Segmentation mask data
##########

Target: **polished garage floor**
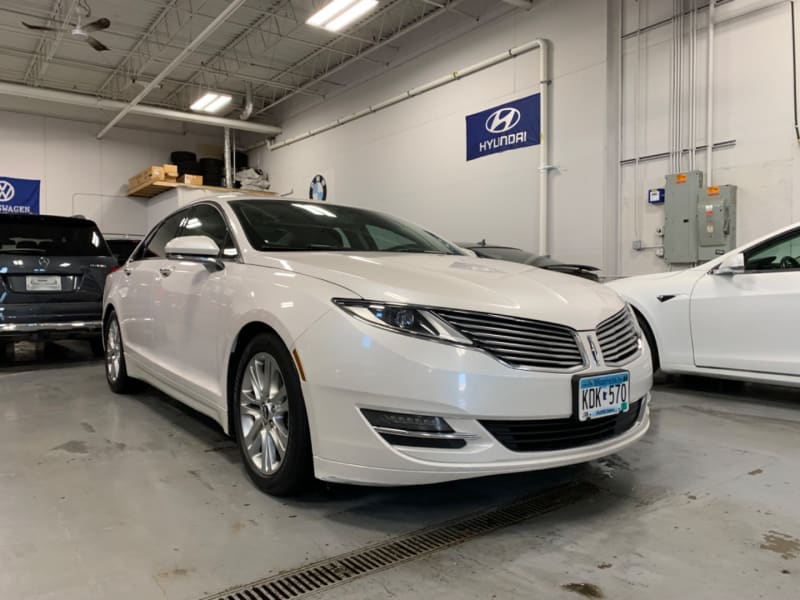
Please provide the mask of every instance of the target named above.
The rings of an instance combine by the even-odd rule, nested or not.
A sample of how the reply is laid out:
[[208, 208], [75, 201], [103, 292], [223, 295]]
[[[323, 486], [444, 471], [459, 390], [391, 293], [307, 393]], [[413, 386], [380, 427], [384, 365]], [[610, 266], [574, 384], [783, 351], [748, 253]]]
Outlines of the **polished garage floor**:
[[[326, 598], [800, 597], [800, 392], [681, 379], [591, 465], [277, 500], [209, 420], [81, 344], [0, 363], [0, 598], [199, 599], [566, 480], [599, 493]], [[316, 597], [320, 597], [319, 595]]]

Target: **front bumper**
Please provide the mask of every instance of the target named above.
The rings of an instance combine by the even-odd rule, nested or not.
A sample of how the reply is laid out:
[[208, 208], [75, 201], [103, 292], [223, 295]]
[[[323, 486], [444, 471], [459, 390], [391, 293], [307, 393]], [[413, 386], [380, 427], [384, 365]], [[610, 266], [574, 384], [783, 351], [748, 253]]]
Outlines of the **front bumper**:
[[[296, 343], [306, 374], [316, 476], [370, 485], [413, 485], [548, 469], [613, 454], [649, 428], [652, 369], [643, 350], [620, 367], [630, 373], [638, 419], [614, 437], [547, 452], [515, 452], [480, 420], [547, 420], [573, 413], [575, 373], [510, 368], [479, 350], [385, 331], [331, 311]], [[586, 368], [578, 375], [608, 372]], [[457, 449], [390, 444], [362, 409], [444, 418], [466, 444]]]
[[100, 335], [102, 328], [102, 321], [0, 323], [0, 340], [90, 338]]

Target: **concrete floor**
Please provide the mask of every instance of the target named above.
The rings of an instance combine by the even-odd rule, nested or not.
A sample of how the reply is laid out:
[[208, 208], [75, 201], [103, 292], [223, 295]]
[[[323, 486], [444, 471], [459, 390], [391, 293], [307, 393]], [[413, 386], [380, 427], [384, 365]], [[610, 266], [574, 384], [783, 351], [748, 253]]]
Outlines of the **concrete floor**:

##########

▶ _Try it_
Please transcribe all of the records above exactly, leaving out any pictures.

▶ _Your response_
Target: **polished garage floor**
Please provide the mask of every instance of the target named above.
The rings of an instance combine by the even-odd rule, nested or not.
A sample of how the reply is laid out:
[[208, 208], [75, 201], [103, 292], [223, 295]]
[[[323, 486], [444, 471], [459, 390], [391, 293], [307, 393]], [[413, 386], [380, 427], [384, 365]], [[610, 266], [574, 384], [783, 351], [748, 253]]]
Outlines of the **polished garage floor**:
[[[326, 598], [800, 597], [800, 392], [681, 379], [591, 465], [277, 500], [209, 420], [81, 344], [0, 363], [0, 598], [199, 599], [566, 480], [599, 493]], [[316, 597], [320, 597], [319, 595]]]

Target: **front bumper**
Please provide the mask of every instance of the target named above.
The rings of an instance combine by the even-odd rule, nested or not.
A sample of how the reply is laid out:
[[208, 208], [75, 201], [103, 292], [223, 295]]
[[[323, 486], [444, 471], [459, 390], [391, 293], [307, 393]], [[413, 386], [380, 427], [384, 365]], [[610, 266], [574, 384], [783, 351], [748, 253]]]
Outlines of the **front bumper**:
[[[296, 343], [306, 374], [316, 476], [370, 485], [413, 485], [548, 469], [613, 454], [649, 428], [652, 369], [643, 350], [620, 367], [630, 373], [638, 419], [614, 437], [547, 452], [515, 452], [480, 420], [547, 420], [573, 413], [575, 373], [510, 368], [479, 350], [385, 331], [331, 311]], [[586, 368], [578, 375], [608, 372]], [[457, 449], [390, 444], [362, 409], [444, 418], [466, 444]]]
[[100, 335], [102, 328], [102, 321], [0, 323], [0, 340], [90, 338]]

Target: **concrete floor**
Please provide the mask of every instance of the target named above.
The rings of an instance combine by the even-odd rule, nested or not.
A sample of how the reply is laid out:
[[208, 208], [75, 201], [103, 292], [223, 295]]
[[[323, 486], [444, 471], [459, 390], [391, 293], [307, 393]], [[413, 386], [380, 427], [384, 365]], [[610, 266], [574, 384], [783, 351], [748, 253]]]
Outlines of the **concrete floor**:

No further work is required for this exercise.